[[ DATA EXTRACT open ]]

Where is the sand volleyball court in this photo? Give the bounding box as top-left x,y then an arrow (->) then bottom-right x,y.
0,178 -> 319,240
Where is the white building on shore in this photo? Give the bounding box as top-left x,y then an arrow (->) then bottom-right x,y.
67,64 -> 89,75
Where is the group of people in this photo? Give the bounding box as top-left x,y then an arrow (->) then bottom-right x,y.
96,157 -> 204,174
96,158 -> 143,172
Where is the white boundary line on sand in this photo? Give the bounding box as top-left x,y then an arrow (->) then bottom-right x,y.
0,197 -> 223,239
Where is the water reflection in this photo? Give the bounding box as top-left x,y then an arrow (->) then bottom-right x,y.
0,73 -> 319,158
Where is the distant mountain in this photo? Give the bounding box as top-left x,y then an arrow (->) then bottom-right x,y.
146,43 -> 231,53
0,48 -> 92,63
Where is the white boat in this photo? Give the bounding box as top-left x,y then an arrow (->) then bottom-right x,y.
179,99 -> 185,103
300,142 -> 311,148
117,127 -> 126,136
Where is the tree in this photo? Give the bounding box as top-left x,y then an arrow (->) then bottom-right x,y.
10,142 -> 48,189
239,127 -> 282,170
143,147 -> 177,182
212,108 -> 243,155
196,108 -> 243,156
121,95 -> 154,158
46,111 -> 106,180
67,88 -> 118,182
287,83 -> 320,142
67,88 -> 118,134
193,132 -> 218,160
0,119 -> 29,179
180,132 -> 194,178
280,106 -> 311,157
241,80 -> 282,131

[[ DATA EXTRACT closed ]]

#### THE TASK
Give back each line of the material above exactly as it appears.

#### WRITTEN SOLUTION
Where is the sand volleyball court in this photo? Give the bounding box as top-left x,y then an arrow (->) then bottom-right x,y.
0,178 -> 319,240
Where is the white building on shore in this photo? Give the bounding box as top-left x,y then an arrow (->) then bottom-right x,y.
67,64 -> 89,75
Where is the group of people in this photo? Give the bounding box as top-left x,y then an arrow (->) then bottom-right x,y.
96,157 -> 204,174
96,158 -> 143,172
Where is the white boundary line on sand in this photo? Give the bounding box as top-left x,y then an arrow (->) then bottom-right x,y.
0,197 -> 223,239
Where is the water reflection in this photo? Give the bounding box as top-left x,y then an arrow (->) then bottom-right x,y.
0,73 -> 319,158
Where is the distant mountain in this photo? Give the bounding box as top-left x,y then an arrow (->) then bottom-right x,y.
146,43 -> 231,53
0,48 -> 92,63
Where is the white boat in this photo? Give the bounding box as top-left x,y then an arrow (->) then bottom-right x,y.
179,99 -> 185,103
300,142 -> 311,148
117,127 -> 126,136
Where is the tree in this photo? Give the bounding box as top-left x,y then an arrow (->) then bottom-right x,y.
10,142 -> 48,189
239,127 -> 282,170
143,147 -> 177,182
212,108 -> 243,155
196,108 -> 243,156
121,95 -> 154,158
46,111 -> 106,180
67,88 -> 118,182
287,83 -> 320,142
67,88 -> 118,134
193,132 -> 218,160
0,119 -> 29,179
180,132 -> 194,178
280,106 -> 311,157
241,80 -> 282,131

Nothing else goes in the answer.